* PROBLEM REQUIREMENTS *
Begin at the line that has "Lane-count request: drop a dot on each instance of the dark" and stop after the last line of the records, then write out every line in that span, requests included, multiplying each coordinate in the answers by 1.6 and rounding to the nearest whole number, with halves rounded up.

* GIVEN DATA *
= = = = =
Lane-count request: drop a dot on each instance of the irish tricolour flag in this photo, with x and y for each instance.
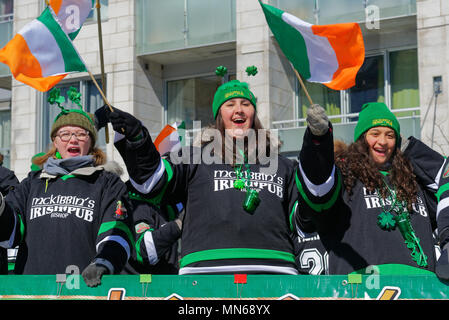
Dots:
(169, 139)
(41, 54)
(328, 54)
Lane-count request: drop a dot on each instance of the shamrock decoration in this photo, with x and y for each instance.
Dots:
(74, 96)
(251, 70)
(54, 97)
(221, 71)
(386, 221)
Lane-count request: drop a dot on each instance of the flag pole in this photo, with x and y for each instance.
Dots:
(303, 86)
(100, 90)
(103, 80)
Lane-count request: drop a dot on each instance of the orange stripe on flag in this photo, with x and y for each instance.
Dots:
(56, 5)
(347, 41)
(24, 66)
(168, 130)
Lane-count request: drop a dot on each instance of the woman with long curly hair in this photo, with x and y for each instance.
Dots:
(365, 202)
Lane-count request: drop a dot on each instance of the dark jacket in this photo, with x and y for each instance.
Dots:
(68, 221)
(218, 235)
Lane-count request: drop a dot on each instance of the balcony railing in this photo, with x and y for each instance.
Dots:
(291, 132)
(179, 24)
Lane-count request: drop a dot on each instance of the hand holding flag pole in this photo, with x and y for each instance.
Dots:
(328, 54)
(103, 80)
(303, 86)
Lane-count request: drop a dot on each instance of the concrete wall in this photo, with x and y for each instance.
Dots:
= = = = =
* WORKED SOLUTION *
Lane-count request: drop a dot on each instance of the dark jacket in this photo, with x and y for each instance.
Dots:
(109, 354)
(349, 376)
Lane-count request: drop a dot on each instance of the balcony railing in this photo, with x and y for each instance.
Dots:
(466, 211)
(286, 38)
Lane-count request: drop a dot on each instance of the hand holding flag pole in this photo, with x and y for each instance.
Dots:
(525, 86)
(165, 128)
(485, 138)
Lane-count request: drop a dot on each instance of the concrete wall in this photo, with x and y for each instance.
Dots:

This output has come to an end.